= TAREFAS PROPOSTAS =
[1] No texto sobre Hildegard Rosenthal, que manchete aparece no jornal exibido pelo menino vendedor?
[2] Repita, no texto sobre Hildegard Rosenthal, tudo o que vai de "Hildegard Rosenthal, que" até "inspirar fotógrafos brasileiros.", sem alterar nada.
[3] Dê prosseguimento ao texto sobre Hildegard Rosenthal a partir do ponto em que ele termina.

= TRECHO FORNECIDO =
>>>>

Praça da Sé, São Paulo, 1940.
Praça da Sé, São Paulo, 1940. Instituto Moreira Salles

Hildegard Rosenthal, que fugiu da Europa no fim dos anos 1930, tornou‑se pioneira do fotojornalismo na América Latina ao documentar o dinamismo urbano de uma São Paulo em plena transformação. Seu trabalho continua a inspirar fotógrafos brasileiros.

Um menino sorridente, usando um boné e roupas simples, segura um jornal com uma manchete que capturava o medo e a tensão de uma Europa em guerra. A fotografia mostra um jovem vendedor de jornais, apresentando um exemplar com a manchete em português: “20 divisões alemãs na fronteira da Suíça”.

O contraste entre a inocência do menino e a gravidade das notícias ilustra o clima de incerteza dos primeiros dias da Segunda Guerra Mundial – quando a neutralidade suíça era testada pelos movimentos militares nazistas que impactavam o mundo todo.

Essa foto foi tirada em 1939 por Hildegard Rosenthal, suíça de nascimento, em São Paulo, a maior metrópole brasileira. Ela havia emigrado para o país dois anos antes, para escapar da perseguição nazista. 

A fotografia de Rosenthal capturava a transformação social do Brasil através de um estilo moderno e de influência europeia, unindo arte e jornalismo. Como fotojornalista pioneira, ela transpôs perspectivas únicas e intimistas para o cenário brasileiro. Hoje, é celebrada como um dos primeiros e mais influentes nomes do fotojornalismo na América Latina. 

Vendedor de jornal
Vendedor de jornal anunciando uma “invasão iminente da Suíça pelas tropas alemãs” no início da Segunda Guerra Mundial, São Paulo, 1939. Instituto Moreira Salles

Com sua câmera de pequeno formato, Rosenthal capturou com rapidez uma São Paulo em transformação. Suas imagens de trabalhadores, cafés, canteiros de obras e mulheres em movimento retratavam um país ávido por modernidade, mas ainda sobrecarregado por traumas profundamente enraizados, como a grande desigualdade social. Por trás de suas lentes, Rosenthal carregava uma perspectiva moldada pela cultura visual europeia, introduzindo uma nova linguagem fotográfica no Brasil com a ajuda da tecnologia emergente.

Passada a guerra que levou Rosenthal à América do Sul, o conjunto de sua obra se apresenta como um contraponto marcante às narrativas de exílio e trauma. Ela conta uma história de criação e reinvenção. Sua vida simboliza a imigração por meio da resistência silenciosa e da contribuição artística e, nos 80 anos transcorridos desde o fim da Segunda Guerra Mundial, contribuiu para moldar a memória coletiva da Suíça muito além das fronteiras do país.

<<<<

= DADOS FORNECIDOS =

>>>>

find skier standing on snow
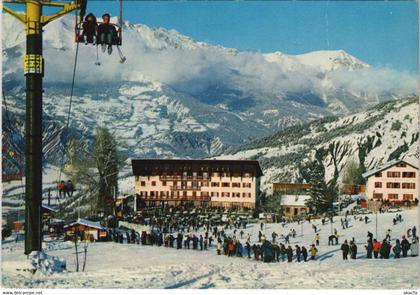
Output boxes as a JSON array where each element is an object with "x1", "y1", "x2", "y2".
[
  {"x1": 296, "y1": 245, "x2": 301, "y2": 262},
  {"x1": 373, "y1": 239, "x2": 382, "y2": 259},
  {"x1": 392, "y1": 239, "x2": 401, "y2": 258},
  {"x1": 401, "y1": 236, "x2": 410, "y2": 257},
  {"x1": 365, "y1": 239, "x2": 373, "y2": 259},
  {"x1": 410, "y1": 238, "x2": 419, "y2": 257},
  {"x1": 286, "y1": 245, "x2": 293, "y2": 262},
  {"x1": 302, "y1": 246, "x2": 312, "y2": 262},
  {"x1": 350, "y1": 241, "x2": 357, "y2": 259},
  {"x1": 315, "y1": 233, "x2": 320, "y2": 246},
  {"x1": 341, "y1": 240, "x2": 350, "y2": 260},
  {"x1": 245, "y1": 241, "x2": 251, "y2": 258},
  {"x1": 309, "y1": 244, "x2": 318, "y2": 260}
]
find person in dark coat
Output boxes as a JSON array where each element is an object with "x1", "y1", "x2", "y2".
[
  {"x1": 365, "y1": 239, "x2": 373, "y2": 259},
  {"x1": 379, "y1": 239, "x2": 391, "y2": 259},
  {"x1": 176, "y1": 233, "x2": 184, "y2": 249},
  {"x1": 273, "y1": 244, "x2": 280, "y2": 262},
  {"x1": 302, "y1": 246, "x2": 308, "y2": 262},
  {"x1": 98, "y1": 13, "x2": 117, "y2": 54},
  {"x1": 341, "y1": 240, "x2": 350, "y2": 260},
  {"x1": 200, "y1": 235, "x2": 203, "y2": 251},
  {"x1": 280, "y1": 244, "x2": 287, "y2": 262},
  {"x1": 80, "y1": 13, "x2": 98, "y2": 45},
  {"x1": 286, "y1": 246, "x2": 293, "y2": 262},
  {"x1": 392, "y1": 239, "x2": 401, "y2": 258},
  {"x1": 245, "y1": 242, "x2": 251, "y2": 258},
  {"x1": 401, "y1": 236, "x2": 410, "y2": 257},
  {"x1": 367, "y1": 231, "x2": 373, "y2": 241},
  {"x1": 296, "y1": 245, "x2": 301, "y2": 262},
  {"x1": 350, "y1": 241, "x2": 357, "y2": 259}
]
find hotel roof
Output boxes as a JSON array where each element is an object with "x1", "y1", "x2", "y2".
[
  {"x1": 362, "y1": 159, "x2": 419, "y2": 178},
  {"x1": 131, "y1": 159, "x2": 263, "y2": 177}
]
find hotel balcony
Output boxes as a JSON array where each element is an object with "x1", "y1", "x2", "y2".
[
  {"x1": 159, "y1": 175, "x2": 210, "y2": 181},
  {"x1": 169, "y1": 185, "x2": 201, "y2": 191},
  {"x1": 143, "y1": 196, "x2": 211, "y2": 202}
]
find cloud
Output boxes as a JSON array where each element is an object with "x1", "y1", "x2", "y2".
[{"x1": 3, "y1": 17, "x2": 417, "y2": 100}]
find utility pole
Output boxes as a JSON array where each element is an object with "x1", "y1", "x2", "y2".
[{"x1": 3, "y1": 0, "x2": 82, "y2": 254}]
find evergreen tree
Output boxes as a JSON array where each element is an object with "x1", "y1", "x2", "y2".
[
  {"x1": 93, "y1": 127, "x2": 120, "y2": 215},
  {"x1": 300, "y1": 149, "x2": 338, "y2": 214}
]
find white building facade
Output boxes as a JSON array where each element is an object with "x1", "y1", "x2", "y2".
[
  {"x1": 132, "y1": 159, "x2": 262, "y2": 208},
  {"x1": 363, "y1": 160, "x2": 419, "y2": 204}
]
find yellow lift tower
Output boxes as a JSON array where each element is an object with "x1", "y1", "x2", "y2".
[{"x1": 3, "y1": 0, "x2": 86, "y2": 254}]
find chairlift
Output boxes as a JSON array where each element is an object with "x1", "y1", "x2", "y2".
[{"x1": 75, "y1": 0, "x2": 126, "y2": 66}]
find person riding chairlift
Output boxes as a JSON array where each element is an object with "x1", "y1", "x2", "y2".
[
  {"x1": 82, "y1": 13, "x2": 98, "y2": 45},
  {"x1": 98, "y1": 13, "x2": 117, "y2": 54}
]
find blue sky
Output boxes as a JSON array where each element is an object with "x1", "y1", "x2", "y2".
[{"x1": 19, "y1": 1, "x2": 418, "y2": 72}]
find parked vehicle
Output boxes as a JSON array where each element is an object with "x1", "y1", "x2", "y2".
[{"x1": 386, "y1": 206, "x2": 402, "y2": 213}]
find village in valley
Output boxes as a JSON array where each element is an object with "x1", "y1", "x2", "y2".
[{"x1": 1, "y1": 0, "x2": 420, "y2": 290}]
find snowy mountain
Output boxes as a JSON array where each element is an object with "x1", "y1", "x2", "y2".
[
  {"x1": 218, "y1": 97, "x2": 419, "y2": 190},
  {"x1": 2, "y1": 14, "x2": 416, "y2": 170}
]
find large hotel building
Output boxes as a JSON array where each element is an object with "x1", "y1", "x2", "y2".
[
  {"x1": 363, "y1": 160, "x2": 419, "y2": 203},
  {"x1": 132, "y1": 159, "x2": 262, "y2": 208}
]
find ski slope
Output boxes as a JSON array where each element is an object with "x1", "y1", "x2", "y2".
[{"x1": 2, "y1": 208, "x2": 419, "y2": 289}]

<<<<
>>>>

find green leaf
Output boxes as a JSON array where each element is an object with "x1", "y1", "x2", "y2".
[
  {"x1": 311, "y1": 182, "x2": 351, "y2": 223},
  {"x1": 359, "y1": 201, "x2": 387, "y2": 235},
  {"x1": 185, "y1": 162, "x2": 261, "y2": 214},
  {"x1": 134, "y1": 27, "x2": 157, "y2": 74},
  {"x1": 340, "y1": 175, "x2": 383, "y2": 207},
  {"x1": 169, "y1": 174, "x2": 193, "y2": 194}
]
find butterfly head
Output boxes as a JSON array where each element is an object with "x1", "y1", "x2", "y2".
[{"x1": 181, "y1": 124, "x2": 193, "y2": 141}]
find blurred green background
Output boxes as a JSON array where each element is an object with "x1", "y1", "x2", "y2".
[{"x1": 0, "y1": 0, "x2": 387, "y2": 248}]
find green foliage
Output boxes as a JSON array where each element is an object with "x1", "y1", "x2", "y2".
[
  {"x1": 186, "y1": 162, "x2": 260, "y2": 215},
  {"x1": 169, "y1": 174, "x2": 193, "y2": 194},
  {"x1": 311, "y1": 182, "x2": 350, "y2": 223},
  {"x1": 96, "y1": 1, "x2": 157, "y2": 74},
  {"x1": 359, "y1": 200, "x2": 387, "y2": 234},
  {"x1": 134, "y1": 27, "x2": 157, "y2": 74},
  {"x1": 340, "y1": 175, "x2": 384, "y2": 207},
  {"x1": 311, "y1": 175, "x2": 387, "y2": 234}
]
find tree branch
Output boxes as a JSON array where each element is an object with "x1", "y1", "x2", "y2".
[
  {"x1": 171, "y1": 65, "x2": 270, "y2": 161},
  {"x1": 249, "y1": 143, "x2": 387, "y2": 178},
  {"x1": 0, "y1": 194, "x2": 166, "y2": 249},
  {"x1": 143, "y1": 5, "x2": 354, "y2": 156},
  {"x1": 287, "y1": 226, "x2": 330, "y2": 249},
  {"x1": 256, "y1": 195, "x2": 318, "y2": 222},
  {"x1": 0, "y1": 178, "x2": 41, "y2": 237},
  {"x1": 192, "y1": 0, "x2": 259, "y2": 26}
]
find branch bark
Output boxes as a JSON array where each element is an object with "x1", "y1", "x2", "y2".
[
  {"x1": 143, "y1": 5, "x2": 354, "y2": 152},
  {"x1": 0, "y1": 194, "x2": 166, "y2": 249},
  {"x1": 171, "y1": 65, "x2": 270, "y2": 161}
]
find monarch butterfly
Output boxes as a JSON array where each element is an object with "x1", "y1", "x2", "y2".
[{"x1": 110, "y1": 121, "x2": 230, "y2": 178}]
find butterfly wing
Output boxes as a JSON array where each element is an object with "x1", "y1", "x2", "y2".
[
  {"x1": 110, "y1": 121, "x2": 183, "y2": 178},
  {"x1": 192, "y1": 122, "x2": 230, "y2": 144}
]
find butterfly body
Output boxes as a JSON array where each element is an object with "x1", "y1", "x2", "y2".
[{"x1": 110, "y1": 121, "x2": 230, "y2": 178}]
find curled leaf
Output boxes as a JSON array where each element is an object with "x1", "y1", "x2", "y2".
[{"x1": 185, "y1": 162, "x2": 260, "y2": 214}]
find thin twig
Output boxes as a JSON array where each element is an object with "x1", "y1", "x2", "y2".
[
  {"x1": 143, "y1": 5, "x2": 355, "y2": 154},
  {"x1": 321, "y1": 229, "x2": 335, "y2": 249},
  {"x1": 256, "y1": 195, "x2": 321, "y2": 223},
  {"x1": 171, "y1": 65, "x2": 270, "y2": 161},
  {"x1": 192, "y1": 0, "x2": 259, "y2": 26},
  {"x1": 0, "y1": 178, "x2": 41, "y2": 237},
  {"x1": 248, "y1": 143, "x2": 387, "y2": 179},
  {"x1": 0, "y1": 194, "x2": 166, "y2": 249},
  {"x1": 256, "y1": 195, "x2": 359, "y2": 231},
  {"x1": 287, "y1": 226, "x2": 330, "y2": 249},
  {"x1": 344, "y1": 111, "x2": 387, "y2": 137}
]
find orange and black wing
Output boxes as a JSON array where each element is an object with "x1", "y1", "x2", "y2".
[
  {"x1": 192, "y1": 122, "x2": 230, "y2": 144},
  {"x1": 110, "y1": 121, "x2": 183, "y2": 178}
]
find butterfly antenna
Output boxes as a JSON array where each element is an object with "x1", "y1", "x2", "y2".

<<<<

= RESPOSTAS POR TAREFA =
[1] “20 divisões alemãs na fronteira da Suíça”.

[2]
Hildegard Rosenthal, que fugiu da Europa no fim dos anos 1930, tornou‑se pioneira do fotojornalismo na América Latina ao documentar o dinamismo urbano de uma São Paulo em plena transformação. Seu trabalho continua a inspirar fotógrafos brasileiros.

[3]
Brasil: lugar seguro

Rosenthal nasceu em Zurique em 1913. Ainda criança, mudou-se para a Alemanha, onde desenvolveu seu interesse pela fotografia. Ela viveu como “au pair” na França e, na década de 1930, começou a fotografar enquanto trabalhava como babá e estudava Pedagogia.

A ascensão do nazismo na Europa, no entanto, era motivo de preocupação. Walther Rosenthal, então noivo de Hildegard e de origem judaica, deixou a Europa e seguiu para o Brasil em 1936, a fim de escapar da perseguição crescente.

Mulher trabalhando em um laboratório fotográfico
Hildegard Rosenthal trabalhando em seu ampliador fotográfico, ao lado de uma bandeja de café, 1942. Instituto Moreira Salles

O Brasil tornou-se a única opção para Hildegard, que não podia voltar para a Suíça com seu noivo, pois o país não aceitava refugiados judeus. “Durante a Segunda Guerra Mundial, a Suíça esteve, na maior parte do tempo, cercada pelas potências do Eixo. Tal situação, agravada pela intensidade do conflito, tornava a emigração impraticável. Ou seja, a Suíça também fechava suas fronteiras para os refugiados judeus”, afirma Michael Schmitz, pesquisador do Centro de Estudos de História Internacional e Globalização Política da Universidade de Lausanne.

Hildegard atravessou o oceano para se juntar a Walther, com a guerra iminente. No entanto, observa Schmitz, tendo em vista a possibilidade de emigrar para a América Latina, o Brasil não parecia particularmente atraente para os europeus que fugiam do conflito devido às medidas governamentais que impunham obstáculos.

“Os Estados Unidos e o Brasil tinham cotas de imigração. O regime de Getúlio Vargas, no Brasil, estava mais interessado em trabalhadores inexperientes, que pudessem atuar na agricultura, do que em trabalhadores para a indústria ou o comércio. E a turbulência política provavelmente reduzia ainda mais o interesse pelo Brasil”, afirma Schmitz.

Engraxate
Engraxate, sem data. Instituto Moreira Salles

Os desafios não terminaram com a chegada no país. Adaptar-se à sociedade brasileira e a seu mercado de trabalho, dominado por homens, foi complexo naquele período, em que o país se encontrava na transição de uma economia agrária para a industrialização, com milhares de homens e mulheres deixando o campo e se mudando para as cidades.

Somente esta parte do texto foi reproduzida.